_CEL 1_
Policz wiersze rekordów, w których pojawia się słowo „implement”. Podaj wyłącznie liczbę.
------ POKAZANY FRAGMENT ------
• Kino
  • Mapa
  • Ogłoszenia
  • Forum
  • Komunikacja
  • Raport

Miejscy urzędnicy, kolega z kręgielni... Kto nie płacił za parkowanie

Michał Sielski
13 stycznia 2016 (artykuł sprzed 8 lat) 
Po aresztowaniu Tomasza Wojaczka zmieniono uchwałę Rady Miasta, która sprecyzowała zasady odwołań oraz ograniczyła możliwość przyznawania darmowych abonamentów dla urzędników. Po aresztowaniu Tomasza Wojaczka zmieniono uchwałę Rady Miasta, która sprecyzowała zasady odwołań oraz ograniczyła możliwość przyznawania darmowych abonamentów dla urzędników.

- Każdy mógł dopisywać numery rejestracyjne samochodów, których kierowcy nie musieli płacić za parkowanie w centrum Gdyni. Wszyscy pracownicy Strefy Płatnego Parkowania o tym wiedzieli - zeznał informatyk gdyńskiego ZDiZ. Twierdzi, że po złożeniu pierwszych zeznań otrzymywał groźby. Po kilku tygodniach porysowano mu samochód, a na jego dane osobowe ktoś zaciągnął pięć kredytów w Trójmieście i Bydgoszczy.
------
_CEL 2_
Ile kredytów ktoś zaciągnął na dane osobowe informatyka ZDiZ według artykułu o parkowaniu w Gdyni?
------ DANE ŹRÓDŁOWE ------
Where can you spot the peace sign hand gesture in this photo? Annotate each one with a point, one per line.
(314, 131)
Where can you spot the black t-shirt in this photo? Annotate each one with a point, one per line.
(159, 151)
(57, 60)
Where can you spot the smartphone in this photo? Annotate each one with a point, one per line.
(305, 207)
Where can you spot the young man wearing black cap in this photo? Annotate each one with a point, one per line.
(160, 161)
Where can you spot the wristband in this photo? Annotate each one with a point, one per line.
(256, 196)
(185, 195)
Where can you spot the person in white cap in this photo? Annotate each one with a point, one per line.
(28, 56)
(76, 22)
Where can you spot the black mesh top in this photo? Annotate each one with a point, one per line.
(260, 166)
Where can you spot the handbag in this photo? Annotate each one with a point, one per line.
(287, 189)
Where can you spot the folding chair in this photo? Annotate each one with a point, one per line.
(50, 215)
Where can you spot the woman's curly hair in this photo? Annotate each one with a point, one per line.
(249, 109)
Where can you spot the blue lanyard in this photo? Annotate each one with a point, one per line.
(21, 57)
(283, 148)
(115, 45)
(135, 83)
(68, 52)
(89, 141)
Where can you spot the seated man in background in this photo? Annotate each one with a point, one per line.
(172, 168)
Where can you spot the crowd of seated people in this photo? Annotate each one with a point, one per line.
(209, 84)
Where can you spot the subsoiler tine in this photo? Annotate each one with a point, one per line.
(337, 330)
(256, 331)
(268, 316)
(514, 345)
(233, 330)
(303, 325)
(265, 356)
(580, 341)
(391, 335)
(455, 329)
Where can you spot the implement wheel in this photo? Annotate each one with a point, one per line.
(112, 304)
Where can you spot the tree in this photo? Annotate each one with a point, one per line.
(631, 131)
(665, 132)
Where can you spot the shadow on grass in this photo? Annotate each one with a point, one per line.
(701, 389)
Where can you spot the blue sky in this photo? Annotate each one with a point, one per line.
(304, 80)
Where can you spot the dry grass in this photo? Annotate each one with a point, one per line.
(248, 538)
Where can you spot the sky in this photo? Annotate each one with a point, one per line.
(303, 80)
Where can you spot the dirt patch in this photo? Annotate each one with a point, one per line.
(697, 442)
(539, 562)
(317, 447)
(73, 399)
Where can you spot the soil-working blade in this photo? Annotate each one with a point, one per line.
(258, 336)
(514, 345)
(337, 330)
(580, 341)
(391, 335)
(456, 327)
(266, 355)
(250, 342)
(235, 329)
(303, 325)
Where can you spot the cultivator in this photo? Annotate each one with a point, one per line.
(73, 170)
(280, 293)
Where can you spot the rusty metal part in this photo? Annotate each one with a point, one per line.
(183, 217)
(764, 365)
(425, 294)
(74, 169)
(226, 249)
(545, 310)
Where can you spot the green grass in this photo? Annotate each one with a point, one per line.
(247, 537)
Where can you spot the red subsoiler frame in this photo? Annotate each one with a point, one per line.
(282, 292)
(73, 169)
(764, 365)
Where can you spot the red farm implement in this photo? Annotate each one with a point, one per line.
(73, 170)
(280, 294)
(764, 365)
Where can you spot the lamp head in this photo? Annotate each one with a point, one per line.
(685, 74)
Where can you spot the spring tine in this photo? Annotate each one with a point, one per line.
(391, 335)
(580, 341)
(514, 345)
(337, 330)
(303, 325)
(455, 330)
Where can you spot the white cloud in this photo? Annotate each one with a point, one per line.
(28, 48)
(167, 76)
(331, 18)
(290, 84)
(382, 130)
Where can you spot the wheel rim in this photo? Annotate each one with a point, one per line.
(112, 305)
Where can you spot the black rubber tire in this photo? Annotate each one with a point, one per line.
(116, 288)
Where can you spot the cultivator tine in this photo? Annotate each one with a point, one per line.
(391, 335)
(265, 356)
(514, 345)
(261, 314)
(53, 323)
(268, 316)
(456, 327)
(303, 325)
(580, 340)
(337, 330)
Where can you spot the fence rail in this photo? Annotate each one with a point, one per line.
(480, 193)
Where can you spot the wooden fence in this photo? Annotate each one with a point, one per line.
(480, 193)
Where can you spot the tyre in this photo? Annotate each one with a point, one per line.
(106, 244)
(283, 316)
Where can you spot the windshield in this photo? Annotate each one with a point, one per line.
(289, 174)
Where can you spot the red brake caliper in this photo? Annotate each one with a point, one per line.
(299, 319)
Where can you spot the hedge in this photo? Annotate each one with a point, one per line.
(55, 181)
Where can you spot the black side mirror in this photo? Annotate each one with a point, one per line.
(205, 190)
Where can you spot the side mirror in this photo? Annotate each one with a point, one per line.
------
_PEŁNA ODPOWIEDŹ 1_
2

_PEŁNA ODPOWIEDŹ 2_
Pięć kredytów.